> [BRIEF] Pull out each line from the items below that contains the string "rough", and copy those lines. Count only case-sensitive matches.

> [RECORDS SHOWN]
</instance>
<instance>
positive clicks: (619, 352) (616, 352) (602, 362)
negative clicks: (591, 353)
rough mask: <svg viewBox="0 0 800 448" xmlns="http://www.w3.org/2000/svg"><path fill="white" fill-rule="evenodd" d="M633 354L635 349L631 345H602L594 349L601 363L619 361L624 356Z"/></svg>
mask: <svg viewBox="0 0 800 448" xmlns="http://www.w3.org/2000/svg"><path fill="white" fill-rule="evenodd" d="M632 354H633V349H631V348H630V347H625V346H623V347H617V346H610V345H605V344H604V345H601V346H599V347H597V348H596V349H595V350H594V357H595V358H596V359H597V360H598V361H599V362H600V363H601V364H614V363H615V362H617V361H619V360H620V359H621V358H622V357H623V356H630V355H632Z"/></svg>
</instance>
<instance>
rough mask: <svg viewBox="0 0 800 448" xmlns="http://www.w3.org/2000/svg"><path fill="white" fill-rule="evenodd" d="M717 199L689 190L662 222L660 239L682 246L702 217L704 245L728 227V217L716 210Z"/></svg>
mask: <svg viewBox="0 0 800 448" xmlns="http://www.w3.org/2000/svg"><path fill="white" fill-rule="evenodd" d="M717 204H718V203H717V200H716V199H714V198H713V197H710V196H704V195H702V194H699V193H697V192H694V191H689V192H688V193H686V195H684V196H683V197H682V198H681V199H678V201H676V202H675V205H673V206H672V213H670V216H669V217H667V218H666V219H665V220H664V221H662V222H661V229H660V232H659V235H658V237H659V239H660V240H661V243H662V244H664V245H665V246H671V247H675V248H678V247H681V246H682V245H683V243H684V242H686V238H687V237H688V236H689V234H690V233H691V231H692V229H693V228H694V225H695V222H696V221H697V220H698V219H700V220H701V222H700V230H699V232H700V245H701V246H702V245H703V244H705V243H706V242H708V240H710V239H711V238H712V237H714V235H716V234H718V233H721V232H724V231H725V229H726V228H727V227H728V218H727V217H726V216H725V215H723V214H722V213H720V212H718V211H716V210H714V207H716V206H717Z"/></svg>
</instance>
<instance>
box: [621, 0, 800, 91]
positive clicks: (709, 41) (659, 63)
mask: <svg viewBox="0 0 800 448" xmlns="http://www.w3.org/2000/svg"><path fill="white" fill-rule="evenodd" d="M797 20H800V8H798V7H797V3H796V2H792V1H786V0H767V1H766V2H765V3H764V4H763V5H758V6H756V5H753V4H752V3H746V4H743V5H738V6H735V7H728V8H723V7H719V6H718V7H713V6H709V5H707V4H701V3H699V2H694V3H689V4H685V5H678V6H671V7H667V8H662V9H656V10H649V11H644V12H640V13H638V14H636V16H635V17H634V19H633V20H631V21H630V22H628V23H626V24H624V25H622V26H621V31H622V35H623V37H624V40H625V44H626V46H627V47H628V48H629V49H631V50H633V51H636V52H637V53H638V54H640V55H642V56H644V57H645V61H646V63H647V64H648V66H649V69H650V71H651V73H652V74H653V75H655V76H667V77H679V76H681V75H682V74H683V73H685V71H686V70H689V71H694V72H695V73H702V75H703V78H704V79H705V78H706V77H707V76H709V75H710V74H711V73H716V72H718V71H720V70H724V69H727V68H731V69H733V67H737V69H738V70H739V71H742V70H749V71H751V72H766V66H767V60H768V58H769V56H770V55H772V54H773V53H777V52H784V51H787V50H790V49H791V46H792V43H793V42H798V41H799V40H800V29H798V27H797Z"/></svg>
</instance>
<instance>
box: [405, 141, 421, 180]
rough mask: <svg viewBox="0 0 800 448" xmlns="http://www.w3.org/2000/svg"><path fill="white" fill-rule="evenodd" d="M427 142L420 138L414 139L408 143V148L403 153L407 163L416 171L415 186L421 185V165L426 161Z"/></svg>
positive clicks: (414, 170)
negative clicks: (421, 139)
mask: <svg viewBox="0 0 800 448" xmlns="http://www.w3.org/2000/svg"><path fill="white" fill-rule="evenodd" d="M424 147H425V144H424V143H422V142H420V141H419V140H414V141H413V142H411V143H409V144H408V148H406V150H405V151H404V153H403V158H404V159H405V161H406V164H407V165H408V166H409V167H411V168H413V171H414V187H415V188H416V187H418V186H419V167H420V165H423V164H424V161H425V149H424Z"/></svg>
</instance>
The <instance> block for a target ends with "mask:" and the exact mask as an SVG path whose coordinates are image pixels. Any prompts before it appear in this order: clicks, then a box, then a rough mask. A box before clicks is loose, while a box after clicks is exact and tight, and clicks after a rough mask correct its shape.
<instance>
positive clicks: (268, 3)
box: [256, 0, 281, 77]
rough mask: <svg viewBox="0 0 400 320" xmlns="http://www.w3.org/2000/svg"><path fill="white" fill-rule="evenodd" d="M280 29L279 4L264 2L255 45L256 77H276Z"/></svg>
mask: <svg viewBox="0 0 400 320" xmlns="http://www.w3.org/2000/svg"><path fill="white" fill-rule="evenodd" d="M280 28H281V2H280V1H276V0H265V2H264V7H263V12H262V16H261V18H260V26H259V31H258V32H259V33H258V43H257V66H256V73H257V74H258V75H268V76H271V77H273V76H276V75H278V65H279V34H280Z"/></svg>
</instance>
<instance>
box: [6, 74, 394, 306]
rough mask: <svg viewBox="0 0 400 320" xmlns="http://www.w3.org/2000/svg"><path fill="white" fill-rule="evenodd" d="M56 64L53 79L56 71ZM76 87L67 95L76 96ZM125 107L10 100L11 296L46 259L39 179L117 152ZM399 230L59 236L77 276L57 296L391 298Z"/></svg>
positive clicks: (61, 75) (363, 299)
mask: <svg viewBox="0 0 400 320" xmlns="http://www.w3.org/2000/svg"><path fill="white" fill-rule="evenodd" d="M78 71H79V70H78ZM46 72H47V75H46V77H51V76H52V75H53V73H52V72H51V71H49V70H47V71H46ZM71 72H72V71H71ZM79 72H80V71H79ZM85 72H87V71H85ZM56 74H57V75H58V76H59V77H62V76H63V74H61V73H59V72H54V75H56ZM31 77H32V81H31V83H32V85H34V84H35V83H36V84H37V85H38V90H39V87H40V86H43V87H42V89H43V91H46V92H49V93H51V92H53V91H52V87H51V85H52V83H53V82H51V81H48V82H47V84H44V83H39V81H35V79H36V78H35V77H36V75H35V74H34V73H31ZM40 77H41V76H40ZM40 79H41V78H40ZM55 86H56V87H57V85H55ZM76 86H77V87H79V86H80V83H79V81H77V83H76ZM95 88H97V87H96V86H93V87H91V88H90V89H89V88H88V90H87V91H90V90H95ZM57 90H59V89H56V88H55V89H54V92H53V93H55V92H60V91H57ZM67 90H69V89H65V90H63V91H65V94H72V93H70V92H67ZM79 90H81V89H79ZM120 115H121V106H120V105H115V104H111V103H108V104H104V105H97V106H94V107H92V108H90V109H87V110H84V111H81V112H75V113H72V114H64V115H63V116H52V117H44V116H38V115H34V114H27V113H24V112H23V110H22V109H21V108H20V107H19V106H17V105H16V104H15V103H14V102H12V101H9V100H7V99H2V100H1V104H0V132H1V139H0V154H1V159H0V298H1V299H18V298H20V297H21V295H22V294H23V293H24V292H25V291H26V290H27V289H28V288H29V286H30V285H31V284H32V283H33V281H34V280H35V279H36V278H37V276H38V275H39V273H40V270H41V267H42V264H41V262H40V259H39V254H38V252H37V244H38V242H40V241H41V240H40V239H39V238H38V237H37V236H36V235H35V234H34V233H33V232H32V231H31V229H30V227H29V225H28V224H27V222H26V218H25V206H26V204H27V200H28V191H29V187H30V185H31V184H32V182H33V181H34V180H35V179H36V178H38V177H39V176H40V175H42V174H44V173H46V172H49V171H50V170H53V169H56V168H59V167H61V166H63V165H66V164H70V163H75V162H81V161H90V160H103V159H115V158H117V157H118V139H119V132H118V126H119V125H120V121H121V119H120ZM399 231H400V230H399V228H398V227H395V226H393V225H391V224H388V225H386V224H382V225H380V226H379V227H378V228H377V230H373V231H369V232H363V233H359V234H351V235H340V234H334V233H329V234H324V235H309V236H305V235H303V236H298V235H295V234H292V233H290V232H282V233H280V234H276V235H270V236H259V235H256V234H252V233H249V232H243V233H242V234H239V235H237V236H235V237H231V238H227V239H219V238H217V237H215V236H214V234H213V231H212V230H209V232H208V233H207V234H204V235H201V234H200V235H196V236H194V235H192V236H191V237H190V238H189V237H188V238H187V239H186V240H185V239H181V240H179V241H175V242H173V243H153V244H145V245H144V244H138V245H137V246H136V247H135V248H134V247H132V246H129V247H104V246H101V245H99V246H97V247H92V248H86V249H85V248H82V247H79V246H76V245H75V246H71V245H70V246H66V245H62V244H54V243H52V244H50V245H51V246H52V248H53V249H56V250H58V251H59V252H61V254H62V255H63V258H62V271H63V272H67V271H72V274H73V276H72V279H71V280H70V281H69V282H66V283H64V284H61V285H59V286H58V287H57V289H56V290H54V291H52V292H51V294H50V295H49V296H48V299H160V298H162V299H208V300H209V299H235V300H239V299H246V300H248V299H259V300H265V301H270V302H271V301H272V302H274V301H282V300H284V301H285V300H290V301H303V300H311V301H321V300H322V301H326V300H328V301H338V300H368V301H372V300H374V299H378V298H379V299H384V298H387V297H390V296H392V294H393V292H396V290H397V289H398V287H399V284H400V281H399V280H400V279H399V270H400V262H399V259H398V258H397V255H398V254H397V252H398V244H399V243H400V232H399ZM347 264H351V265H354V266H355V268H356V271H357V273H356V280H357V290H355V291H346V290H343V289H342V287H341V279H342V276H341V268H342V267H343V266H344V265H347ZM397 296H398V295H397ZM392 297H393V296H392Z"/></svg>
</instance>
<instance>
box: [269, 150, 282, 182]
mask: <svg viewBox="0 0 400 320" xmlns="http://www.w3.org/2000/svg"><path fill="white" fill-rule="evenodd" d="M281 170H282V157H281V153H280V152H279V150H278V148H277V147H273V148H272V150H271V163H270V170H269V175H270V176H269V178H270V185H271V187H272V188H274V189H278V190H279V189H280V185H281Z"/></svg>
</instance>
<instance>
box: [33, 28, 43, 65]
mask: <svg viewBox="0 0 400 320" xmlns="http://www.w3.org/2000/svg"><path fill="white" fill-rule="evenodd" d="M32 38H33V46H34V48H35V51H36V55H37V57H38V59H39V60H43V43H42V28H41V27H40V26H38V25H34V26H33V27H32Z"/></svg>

> [RESPONSE BELOW]
rough mask: <svg viewBox="0 0 800 448" xmlns="http://www.w3.org/2000/svg"><path fill="white" fill-rule="evenodd" d="M633 354L635 349L631 345H602L594 349L601 363L619 361L624 356Z"/></svg>
rough mask: <svg viewBox="0 0 800 448" xmlns="http://www.w3.org/2000/svg"><path fill="white" fill-rule="evenodd" d="M717 199L689 190L662 222L660 239L682 246L702 217L704 245L728 227V217L716 210Z"/></svg>
rough mask: <svg viewBox="0 0 800 448" xmlns="http://www.w3.org/2000/svg"><path fill="white" fill-rule="evenodd" d="M427 142L420 138L414 139L408 143V148L403 153L407 163L416 171L415 186L421 185V165L426 161Z"/></svg>
The <instance> block for a target ends with "mask:" and the exact mask as an SVG path whose coordinates are image pixels. Any prompts before it appear in this order: clicks, then a box, then a rough mask. A box before clicks is loose, while a box after clicks is exact and tight, and clicks after a rough mask correct its shape.
rough mask: <svg viewBox="0 0 400 320" xmlns="http://www.w3.org/2000/svg"><path fill="white" fill-rule="evenodd" d="M280 29L279 4L264 2L255 45L256 77H276Z"/></svg>
rough mask: <svg viewBox="0 0 400 320" xmlns="http://www.w3.org/2000/svg"><path fill="white" fill-rule="evenodd" d="M56 64L53 79L56 71ZM76 87L67 95L76 96ZM125 107L10 100L11 296L46 259L39 179L117 152ZM399 230L59 236L77 276L57 296L391 298Z"/></svg>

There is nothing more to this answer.